St Michael vanquishing the devil
St Michael Vanquishing Satan

Since St Michael’s Day is coming soon, 29 September, I thought it might be appropriate to write something about his feast day. Saint Michael the Archangel was the leader of all angels of God, often portrayed fighting a dragon or the Devil with the evil one on the losing side. Or he is represented riding a white horse and carrying a three-pronged spear in his right hand and a three-cornered shield in his left. 

St Michael the Archangel

Many Christians believe St Michael takes those who died without mortal sin to heaven. In the High Middle Ages, Christians thought he was the saint who saved them from purgatory. If you died guilty of mortal sins, to hell you would go. If you died with a load of lesser sins, you might go to purgatory to serve your ‘sentence’. But the clergy taught that prayer reduced your time there. Kings, nobles, wealthy merchants established monasteries with clergy galore to pray to St Michael to ‘spring’ them from this celestial prison. Today in many countries, he is the patron saint of the military, police and seafarers. 

St Michael in Celtic Countries

A central fire used for heat and cooking
The Teallach, the Central Fire for Heating & Cooking

Three favourite saints of Gaelic Scotland (the Highlands) are St Brigid, St Columba and St Michael. In Gaelic Scotland and Ireland, St Michael was the patron saint of the sea, travelling and horses. Gaels remember Là Fhèill Mìcheil, St Michael’s Day, as the best holiday of the year with plenty of food, sports, and lots of singing and dancing.

> [Problem 1]
In the records, extract each line from the one containing "of the cream" through the last line of the records, both ends included, and reproduce them verbatim.
The St Michael's Day text and the records share no connection.

Stored dataset entries
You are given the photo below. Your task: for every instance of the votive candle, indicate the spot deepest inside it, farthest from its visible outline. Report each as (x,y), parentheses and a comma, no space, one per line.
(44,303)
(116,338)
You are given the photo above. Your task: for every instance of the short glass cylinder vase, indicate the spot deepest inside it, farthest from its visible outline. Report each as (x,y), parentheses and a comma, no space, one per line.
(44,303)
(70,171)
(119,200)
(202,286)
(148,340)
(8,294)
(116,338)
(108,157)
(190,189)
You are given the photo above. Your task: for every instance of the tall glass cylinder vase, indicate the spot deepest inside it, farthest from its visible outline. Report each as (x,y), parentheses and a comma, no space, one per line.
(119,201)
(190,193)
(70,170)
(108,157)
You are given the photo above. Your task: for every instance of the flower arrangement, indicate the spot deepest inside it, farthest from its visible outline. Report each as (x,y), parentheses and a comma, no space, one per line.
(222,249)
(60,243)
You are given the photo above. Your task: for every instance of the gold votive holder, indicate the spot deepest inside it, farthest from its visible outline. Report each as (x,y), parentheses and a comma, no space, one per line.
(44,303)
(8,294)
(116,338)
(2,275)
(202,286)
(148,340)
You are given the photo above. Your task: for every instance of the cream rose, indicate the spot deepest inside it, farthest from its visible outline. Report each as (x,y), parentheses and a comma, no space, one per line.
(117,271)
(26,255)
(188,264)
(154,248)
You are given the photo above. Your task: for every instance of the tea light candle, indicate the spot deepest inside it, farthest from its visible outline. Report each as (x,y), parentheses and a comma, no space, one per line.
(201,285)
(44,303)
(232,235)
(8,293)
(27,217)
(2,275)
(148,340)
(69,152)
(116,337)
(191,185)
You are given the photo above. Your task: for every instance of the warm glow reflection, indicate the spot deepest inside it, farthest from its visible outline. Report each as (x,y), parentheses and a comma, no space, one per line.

> [Problem 2]
Extend the St Michael's Day text past its final sentence.

> [Expected answer 1]
You are given the photo above. Your task: for every instance of the cream rose, indicate the spot deepest inside it, farthest from its visible outline. Report each as (x,y), parentheses and a comma, no space, one per line.
(117,271)
(26,255)
(188,264)
(154,248)
You are given the photo above. Your task: for every instance of the tea light candle, indicate the spot deepest inside it, farthest from its visible outline. Report each as (x,y), parentheses and a comma, no space, one per line.
(201,285)
(44,303)
(232,235)
(8,293)
(27,217)
(2,275)
(148,340)
(69,152)
(116,337)
(191,185)
You are given the photo above. Your task: for every instance of the warm glow reflection, indicate the spot deepest inside it, farthest from its visible outline. Report each as (x,y), parentheses and a comma, no space, one per line.

> [Expected answer 2]
Every year, on Carrot Sunday, Dòmhnach Curran, the Sunday before St Michael’s Day, women went to the fields near their village to collect carrots. As was usual, they sang as they dug out the carrots to add to the feast. They also made the Sruthan Mhìcheil, the St Michael’s Day cake with grains grown locally, barley, oats and rye in equal amounts. Occasionally, berries, fruits or honey were added. The sruthan was prepared on St Michael’s Eve and taken to the priest for a blessing the following day. The cakes could be named for absent or deceased family and friends and then given to the poor.

Sruthan is pronounced stroo-un or stroo-hun

Michael was called the brian Mìcheil, that is, the ‘god Michael’. The god Michael, you say? But he’s not a god. He’s an archangel and a saint. How do you explain that? Brian is an ancient word for a king thought to be divine or have divine powers. It’s not used in modern Gaelic. Rìgh is the word today, but brenin is the Welsh word for king, a cognate of brian. So brian is a type of king, a king of angels. 

The Brian Mìcheil in Song 

Bu tu gaisgeach na misnich
Dol air astar na fiosachd
Is tu nach siubhladh air criplich
Ghabh thu steud briain Micheil
E gun chabstar na shliopan
Thu mharcachd air iteig
Leum thu thairis air fiosrachadh Naduir.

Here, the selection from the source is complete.